Study for the figure of Martha in the Raising of Lazarus

ca. 1517-19

Black and white chalk on blue, ribbed hand-made paper
Inv. No. 399 (Purchased by Johann David Passavant at the auction of the collection of King William II in The Hague, 1850)

28.2 × 22.7 cm

zur  Biographie

The sceptical Martha was reluctant to believe that Christ would be able to resurrect her dead brother Lazarus. When his tomb was being opened, she underlined her doubt by exclaiming, »Lord, by this time he stinketh« (John

11:39). This is the moment captured by Piombo in his chalk drawing on blue paper: Martha is turning away, raising both arms in a vehement gesture of repulsion.

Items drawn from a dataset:
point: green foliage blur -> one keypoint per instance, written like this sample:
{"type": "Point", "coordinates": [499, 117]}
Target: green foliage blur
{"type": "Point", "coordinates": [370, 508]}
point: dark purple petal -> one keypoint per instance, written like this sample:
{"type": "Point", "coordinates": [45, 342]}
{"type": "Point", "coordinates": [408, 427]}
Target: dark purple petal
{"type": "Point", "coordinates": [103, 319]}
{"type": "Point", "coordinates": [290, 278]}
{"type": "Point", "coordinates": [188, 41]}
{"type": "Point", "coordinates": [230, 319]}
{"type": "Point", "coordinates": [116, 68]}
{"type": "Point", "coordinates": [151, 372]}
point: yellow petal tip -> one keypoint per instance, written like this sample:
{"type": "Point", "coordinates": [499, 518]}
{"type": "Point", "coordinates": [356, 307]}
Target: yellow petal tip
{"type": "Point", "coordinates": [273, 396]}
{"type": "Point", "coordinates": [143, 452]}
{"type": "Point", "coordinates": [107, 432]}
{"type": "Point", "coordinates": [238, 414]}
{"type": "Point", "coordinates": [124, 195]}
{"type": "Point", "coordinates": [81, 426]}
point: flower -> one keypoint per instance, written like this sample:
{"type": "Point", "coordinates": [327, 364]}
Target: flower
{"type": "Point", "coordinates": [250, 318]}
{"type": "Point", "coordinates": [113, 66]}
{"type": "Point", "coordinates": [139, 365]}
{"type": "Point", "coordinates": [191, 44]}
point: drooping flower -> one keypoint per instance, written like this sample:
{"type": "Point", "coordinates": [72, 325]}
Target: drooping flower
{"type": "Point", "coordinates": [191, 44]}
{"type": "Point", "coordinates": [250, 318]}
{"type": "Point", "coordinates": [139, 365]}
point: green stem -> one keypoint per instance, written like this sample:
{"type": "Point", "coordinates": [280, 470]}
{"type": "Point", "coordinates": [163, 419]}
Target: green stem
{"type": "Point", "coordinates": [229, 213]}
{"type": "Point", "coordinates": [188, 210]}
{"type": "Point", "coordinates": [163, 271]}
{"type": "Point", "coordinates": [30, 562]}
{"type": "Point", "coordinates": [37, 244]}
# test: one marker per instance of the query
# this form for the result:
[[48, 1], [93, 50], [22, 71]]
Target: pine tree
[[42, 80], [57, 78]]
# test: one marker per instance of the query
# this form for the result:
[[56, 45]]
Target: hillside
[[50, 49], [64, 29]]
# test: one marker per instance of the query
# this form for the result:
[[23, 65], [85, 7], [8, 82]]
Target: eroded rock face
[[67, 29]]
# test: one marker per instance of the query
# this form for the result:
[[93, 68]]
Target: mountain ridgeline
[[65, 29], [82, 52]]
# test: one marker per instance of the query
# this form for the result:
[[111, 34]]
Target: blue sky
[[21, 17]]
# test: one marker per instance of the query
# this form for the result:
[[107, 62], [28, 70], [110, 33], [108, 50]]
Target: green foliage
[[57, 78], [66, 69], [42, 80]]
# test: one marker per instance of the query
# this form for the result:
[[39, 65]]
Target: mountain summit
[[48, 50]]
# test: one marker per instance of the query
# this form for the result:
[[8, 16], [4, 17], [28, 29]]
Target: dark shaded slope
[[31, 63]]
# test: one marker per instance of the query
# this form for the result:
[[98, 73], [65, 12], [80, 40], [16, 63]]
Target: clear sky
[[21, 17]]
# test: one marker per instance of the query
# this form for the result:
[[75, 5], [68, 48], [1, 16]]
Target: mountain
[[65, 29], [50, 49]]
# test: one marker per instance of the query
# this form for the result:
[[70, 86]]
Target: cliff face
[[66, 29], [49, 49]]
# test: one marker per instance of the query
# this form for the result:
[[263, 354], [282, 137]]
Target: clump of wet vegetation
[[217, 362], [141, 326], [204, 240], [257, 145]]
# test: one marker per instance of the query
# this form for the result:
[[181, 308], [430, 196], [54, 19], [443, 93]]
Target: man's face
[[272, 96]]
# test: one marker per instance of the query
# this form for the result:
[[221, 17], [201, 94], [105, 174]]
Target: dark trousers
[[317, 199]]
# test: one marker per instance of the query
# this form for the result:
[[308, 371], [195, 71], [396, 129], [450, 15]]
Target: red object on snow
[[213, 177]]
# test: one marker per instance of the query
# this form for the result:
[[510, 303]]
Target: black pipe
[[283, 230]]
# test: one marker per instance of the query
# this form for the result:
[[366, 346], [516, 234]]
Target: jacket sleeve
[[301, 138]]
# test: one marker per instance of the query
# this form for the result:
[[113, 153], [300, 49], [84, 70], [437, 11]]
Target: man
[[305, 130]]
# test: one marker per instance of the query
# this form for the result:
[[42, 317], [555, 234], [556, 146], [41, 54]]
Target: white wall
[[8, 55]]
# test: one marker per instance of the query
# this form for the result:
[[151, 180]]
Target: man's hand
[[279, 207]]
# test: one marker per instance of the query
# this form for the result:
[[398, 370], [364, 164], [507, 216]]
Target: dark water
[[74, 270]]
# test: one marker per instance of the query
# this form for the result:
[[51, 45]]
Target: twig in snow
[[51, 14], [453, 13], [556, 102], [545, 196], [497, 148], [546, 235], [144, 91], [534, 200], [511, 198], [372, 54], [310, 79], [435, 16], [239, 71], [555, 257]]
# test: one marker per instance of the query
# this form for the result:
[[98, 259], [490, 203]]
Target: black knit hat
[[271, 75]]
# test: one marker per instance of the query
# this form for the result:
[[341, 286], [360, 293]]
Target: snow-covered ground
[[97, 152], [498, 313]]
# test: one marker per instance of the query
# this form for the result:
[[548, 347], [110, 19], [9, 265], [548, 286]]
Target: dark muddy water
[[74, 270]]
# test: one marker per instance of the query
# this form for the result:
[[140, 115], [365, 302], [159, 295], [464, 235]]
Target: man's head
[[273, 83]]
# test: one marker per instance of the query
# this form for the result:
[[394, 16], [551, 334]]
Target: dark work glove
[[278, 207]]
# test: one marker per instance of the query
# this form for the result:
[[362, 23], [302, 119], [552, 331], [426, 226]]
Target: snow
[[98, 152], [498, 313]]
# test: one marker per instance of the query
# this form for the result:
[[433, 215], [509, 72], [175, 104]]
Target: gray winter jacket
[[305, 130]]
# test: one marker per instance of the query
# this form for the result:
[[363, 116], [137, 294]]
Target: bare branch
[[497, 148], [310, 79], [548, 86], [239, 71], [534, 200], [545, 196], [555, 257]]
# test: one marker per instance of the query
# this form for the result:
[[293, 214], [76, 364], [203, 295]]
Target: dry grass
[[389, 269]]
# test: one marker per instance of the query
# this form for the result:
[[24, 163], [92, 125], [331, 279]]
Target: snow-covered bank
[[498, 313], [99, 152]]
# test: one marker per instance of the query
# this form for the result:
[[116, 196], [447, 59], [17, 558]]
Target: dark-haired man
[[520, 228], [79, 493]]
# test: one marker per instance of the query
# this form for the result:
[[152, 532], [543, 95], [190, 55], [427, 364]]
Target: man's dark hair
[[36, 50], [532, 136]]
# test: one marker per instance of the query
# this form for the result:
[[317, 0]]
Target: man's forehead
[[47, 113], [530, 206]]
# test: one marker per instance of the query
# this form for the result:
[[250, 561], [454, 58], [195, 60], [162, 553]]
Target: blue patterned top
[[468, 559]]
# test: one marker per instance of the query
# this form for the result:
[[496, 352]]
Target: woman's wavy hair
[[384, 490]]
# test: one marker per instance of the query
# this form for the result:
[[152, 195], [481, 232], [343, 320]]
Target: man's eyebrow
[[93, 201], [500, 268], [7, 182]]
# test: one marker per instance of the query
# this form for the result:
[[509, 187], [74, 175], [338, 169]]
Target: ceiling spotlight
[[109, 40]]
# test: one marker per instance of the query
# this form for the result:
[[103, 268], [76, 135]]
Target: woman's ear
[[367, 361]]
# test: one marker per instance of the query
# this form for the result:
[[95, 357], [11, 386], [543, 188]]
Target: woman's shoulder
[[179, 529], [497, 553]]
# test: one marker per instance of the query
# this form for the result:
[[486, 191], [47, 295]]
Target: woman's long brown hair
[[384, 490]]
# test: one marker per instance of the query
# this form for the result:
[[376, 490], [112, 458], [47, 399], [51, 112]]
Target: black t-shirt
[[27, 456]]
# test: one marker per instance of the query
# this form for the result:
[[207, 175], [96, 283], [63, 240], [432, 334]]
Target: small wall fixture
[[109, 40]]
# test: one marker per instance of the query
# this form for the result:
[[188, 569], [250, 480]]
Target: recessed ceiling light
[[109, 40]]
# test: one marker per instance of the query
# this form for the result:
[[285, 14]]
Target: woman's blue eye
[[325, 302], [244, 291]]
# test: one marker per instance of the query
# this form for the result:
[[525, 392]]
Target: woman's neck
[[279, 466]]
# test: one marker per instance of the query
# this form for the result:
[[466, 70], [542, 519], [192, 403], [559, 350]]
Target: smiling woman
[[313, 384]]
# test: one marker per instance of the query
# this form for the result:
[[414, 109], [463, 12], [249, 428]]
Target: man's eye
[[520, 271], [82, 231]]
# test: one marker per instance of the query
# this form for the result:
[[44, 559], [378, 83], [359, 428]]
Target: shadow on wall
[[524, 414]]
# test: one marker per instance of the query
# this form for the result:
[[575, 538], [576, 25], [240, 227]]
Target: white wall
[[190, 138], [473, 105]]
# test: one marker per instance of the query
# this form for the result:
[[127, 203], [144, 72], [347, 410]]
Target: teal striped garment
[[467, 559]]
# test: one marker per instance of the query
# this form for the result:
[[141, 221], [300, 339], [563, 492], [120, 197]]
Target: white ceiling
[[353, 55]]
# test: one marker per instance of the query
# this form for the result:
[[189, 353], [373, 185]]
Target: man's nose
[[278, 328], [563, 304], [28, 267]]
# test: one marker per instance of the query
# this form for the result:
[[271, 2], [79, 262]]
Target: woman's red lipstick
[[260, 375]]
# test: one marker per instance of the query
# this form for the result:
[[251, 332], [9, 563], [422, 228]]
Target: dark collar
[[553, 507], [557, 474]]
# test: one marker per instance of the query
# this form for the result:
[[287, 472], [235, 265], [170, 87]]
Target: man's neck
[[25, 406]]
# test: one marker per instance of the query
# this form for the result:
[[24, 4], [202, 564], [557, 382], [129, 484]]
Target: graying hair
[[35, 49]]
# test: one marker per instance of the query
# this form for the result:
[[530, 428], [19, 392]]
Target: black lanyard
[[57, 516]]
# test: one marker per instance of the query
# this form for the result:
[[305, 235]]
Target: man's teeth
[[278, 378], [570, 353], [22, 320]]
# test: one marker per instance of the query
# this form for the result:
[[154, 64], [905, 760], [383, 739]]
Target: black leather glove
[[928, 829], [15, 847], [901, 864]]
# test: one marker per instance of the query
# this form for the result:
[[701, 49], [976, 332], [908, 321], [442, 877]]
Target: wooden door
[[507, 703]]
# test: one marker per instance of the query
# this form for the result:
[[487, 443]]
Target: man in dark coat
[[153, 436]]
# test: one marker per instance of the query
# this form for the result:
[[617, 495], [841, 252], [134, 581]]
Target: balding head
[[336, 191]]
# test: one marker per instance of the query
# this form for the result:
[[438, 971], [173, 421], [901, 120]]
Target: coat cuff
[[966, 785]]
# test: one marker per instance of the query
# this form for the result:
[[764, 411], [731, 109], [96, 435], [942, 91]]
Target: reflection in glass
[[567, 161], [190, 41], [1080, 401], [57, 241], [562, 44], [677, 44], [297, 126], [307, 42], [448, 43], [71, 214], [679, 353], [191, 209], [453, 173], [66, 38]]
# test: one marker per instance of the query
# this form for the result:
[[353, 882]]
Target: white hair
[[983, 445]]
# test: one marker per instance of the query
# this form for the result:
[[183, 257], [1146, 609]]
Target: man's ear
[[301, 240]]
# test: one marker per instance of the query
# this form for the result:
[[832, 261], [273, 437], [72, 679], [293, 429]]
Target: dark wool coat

EXERCISE DIRECTIONS ▸ Translate this sentence from the Martha drawing description into Spanish: "The sceptical Martha was reluctant to believe that Christ would be able to resurrect her dead brother Lazarus."

SOLUTION FOR THIS EXERCISE ▸ La escéptica Marta se resistía a creer que Cristo fuera capaz de resucitar a su hermano muerto, Lázaro.